> **Aim of the task**: Nothing other than the lines from the one containing "Task: mark one point on every instance of the pink" through the close of the entries below should be printed, each exactly.

> **Dataset items**:
^^^^^^^^

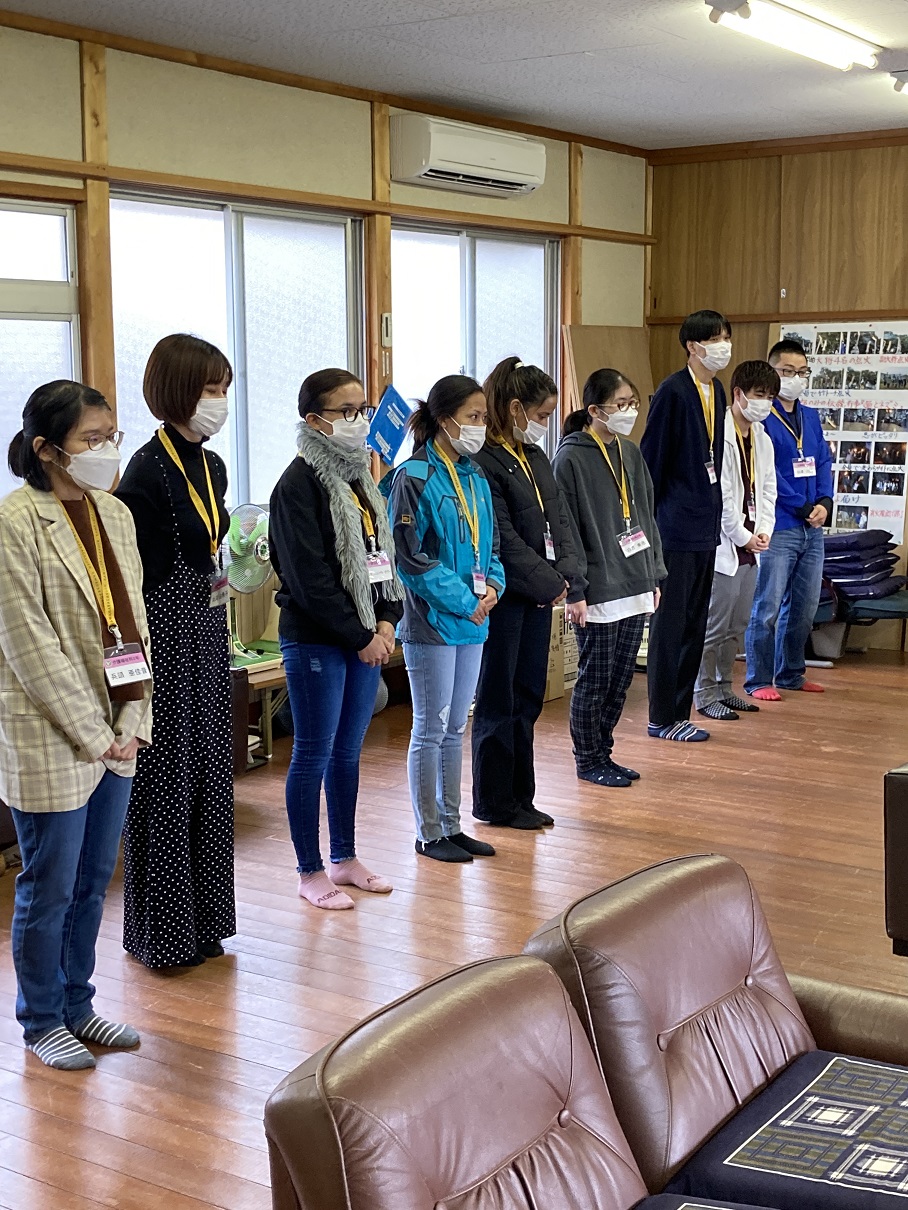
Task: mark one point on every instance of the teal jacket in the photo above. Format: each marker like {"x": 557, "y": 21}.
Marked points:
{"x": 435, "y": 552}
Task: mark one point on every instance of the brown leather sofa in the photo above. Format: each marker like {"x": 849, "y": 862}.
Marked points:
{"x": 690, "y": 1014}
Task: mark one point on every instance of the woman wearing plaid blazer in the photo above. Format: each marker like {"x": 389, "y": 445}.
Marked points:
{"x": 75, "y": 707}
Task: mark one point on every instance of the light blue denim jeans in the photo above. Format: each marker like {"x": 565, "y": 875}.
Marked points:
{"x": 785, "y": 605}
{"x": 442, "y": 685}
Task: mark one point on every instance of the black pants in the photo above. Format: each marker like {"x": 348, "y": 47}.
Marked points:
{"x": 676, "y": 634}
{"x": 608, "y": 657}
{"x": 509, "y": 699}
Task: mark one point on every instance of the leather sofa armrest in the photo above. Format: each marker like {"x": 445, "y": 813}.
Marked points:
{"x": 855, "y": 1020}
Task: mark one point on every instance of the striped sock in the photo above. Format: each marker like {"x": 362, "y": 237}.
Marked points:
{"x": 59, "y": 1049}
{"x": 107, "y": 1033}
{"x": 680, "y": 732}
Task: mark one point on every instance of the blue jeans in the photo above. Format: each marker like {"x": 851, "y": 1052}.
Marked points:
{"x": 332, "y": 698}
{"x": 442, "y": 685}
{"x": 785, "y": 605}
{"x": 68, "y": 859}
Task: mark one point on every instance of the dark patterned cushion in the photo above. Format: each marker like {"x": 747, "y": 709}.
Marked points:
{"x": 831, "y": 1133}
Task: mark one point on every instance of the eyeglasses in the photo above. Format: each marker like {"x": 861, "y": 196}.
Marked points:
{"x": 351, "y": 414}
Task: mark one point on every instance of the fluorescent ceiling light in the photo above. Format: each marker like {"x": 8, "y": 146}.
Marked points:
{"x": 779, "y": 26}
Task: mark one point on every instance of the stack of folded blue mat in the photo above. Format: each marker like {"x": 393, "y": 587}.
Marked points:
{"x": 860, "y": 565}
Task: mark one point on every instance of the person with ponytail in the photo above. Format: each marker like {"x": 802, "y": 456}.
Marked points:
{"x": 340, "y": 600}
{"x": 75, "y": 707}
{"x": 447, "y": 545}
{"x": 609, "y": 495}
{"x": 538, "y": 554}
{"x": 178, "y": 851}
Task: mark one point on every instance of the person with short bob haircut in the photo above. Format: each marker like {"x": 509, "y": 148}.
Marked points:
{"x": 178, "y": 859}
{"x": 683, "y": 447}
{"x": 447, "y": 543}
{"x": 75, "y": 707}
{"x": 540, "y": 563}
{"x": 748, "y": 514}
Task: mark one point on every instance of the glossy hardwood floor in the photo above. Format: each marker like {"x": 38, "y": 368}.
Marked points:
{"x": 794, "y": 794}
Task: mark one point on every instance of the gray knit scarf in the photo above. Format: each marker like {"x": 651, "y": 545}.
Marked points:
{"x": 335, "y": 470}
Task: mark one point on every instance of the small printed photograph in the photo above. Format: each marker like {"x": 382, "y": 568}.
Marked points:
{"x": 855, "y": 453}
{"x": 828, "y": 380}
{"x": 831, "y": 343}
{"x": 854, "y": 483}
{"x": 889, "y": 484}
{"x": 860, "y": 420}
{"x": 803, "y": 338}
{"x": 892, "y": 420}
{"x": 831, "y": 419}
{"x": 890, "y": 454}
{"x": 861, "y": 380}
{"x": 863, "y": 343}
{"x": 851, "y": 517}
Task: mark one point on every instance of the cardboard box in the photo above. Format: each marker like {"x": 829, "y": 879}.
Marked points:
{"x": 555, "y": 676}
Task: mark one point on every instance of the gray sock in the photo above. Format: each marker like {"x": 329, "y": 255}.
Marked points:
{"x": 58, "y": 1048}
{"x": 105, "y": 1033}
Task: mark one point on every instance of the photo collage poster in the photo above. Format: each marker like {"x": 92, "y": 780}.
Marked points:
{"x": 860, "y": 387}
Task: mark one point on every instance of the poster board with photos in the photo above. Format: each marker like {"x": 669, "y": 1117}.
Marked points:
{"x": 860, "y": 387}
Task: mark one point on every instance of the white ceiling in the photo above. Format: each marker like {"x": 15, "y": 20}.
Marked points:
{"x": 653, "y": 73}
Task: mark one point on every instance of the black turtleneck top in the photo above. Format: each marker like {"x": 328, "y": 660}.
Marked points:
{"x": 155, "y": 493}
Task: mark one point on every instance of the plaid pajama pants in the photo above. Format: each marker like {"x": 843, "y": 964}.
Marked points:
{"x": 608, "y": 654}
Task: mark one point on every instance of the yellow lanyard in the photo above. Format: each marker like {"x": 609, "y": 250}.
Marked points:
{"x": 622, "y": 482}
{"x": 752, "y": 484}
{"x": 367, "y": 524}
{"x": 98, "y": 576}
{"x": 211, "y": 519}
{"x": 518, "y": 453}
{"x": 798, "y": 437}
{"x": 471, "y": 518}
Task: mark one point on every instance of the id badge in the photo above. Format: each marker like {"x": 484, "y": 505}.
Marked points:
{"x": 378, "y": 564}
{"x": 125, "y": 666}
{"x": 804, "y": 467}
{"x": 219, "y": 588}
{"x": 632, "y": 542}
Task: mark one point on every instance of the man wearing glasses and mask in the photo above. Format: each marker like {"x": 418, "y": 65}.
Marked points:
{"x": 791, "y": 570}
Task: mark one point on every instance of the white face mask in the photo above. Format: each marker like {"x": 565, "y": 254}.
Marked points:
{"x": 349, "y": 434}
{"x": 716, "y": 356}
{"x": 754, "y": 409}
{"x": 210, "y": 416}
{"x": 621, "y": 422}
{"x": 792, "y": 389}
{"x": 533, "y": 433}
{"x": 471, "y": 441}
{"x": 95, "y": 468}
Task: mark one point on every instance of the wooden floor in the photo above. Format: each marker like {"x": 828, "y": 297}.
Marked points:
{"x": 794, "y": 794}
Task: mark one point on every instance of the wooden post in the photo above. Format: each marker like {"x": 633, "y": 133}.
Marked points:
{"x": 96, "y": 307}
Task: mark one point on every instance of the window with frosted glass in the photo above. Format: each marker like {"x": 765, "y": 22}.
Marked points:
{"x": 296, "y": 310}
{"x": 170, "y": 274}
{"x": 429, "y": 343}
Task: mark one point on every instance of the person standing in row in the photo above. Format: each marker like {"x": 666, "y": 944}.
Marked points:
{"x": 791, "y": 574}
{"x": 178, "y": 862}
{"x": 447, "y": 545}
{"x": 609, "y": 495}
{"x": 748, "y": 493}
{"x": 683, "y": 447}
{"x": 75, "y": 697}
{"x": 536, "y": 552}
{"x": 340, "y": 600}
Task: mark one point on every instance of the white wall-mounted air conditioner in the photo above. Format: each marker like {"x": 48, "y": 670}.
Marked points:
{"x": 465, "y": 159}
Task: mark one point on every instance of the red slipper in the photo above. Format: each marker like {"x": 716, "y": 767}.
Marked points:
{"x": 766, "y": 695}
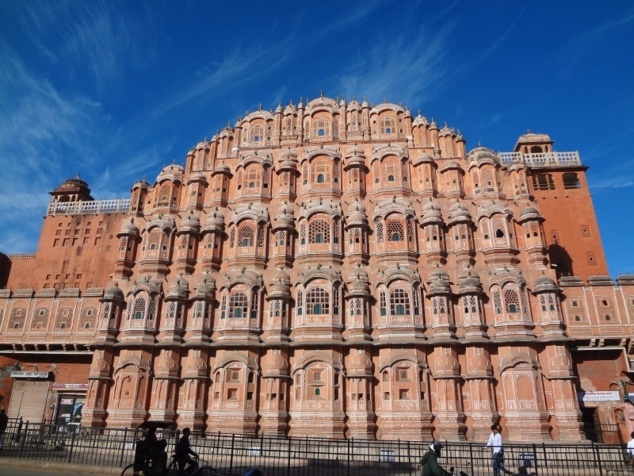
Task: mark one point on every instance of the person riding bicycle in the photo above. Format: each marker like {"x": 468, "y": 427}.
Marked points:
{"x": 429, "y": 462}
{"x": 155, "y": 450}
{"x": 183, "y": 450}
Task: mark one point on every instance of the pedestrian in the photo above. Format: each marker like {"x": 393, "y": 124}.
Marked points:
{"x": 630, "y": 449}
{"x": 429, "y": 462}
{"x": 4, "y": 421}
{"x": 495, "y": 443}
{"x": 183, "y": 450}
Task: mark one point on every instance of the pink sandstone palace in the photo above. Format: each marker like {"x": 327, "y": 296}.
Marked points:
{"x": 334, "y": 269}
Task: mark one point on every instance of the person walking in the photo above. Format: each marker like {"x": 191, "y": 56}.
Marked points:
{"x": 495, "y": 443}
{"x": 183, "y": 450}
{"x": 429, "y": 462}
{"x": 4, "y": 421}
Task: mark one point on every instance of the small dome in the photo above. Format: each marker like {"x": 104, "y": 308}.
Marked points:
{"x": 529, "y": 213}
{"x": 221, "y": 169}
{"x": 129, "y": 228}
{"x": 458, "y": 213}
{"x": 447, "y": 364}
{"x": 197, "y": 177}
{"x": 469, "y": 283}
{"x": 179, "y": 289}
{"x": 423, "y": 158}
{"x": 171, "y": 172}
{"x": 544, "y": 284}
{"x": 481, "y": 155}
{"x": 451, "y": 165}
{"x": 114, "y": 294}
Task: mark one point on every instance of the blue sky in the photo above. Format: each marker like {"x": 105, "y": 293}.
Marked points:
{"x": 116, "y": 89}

^^^^^^^^

> **Task solution**:
Task: mark one point on every instance of the pink sandstone palace in the photo above. Format: each marker like {"x": 327, "y": 296}.
Marked points:
{"x": 334, "y": 269}
Task: mark one point on every instance of the person walking in the photo above. Format: each marker like {"x": 191, "y": 56}.
Marked points:
{"x": 495, "y": 443}
{"x": 183, "y": 450}
{"x": 429, "y": 462}
{"x": 4, "y": 421}
Task: mark one point on every instance of the small dome in the photo above. Format: each marker like {"x": 104, "y": 308}.
Marked points:
{"x": 529, "y": 213}
{"x": 221, "y": 169}
{"x": 129, "y": 228}
{"x": 458, "y": 213}
{"x": 447, "y": 364}
{"x": 197, "y": 177}
{"x": 469, "y": 283}
{"x": 179, "y": 289}
{"x": 423, "y": 158}
{"x": 171, "y": 172}
{"x": 544, "y": 284}
{"x": 481, "y": 155}
{"x": 451, "y": 165}
{"x": 114, "y": 294}
Task: mark one point on every instance of the blue sky in the photo above. Format: each marker like {"x": 105, "y": 293}.
Marked points:
{"x": 116, "y": 89}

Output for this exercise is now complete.